- _TASK STATEMENT_
Please output the entries below without altering a single character.

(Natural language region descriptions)
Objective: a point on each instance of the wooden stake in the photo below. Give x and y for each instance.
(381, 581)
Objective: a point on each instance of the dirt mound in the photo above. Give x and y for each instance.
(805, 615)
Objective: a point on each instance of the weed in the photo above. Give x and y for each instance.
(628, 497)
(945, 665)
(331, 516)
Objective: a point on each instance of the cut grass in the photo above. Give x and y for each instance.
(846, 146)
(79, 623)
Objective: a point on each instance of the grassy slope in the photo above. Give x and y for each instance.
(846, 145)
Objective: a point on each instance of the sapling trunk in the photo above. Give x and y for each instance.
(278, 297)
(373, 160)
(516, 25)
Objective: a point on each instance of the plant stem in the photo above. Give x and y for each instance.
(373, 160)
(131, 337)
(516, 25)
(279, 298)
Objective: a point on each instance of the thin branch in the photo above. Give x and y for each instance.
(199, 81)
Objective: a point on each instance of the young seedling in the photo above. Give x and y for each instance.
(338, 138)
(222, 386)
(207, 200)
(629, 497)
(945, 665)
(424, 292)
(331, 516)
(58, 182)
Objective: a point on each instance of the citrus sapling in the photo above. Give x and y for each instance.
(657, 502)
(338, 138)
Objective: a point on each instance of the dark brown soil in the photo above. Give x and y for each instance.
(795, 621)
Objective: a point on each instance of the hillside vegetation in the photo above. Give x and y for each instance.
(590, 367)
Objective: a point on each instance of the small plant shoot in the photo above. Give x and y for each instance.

- _SOLUTION_
Objective: a point on each instance of the wooden stake in the photo below. Give x and y for each instance.
(381, 581)
Objective: a point on each instance of the dirt mound in the photo above. Give x and y for each instance.
(805, 615)
Objective: a point on each instance of the weed in the photo above. Give x and y for each instance.
(628, 497)
(945, 665)
(331, 516)
Objective: a point on each instance of the cut grass in the photo above. Give x and y for each instance.
(846, 146)
(79, 623)
Objective: a point on each instance of the grassy slope in the photo above. Give x and y for each instance.
(846, 145)
Objective: a point on each instance of the sapling trunk in the photo above. Give x and y for each instance.
(278, 297)
(373, 160)
(516, 25)
Objective: a point on each instance of the plant stem in the photo above. Give x and y for each instance.
(373, 160)
(131, 337)
(516, 25)
(279, 298)
Objective: a point on each instance of the thin branch in the photo above. Give x and y for each instance.
(199, 81)
Objective: a point on each instance of the young seedling in the photo above. Give x and y for each instance.
(338, 138)
(222, 386)
(207, 200)
(629, 497)
(945, 665)
(424, 292)
(331, 516)
(58, 182)
Objective: a point on each instance of the citrus sapling in the photo above. Give x and y for each instance.
(657, 502)
(338, 138)
Objective: a point on each instance of the dark brown soil in the photo above. Give x and y for each instance.
(795, 621)
Objective: a point on each instance of the hillside vegetation in the photo above. Give x and y for each instance.
(590, 367)
Objective: a point on each instance of the small plant shoot in the photo above. Give x and y for each instance.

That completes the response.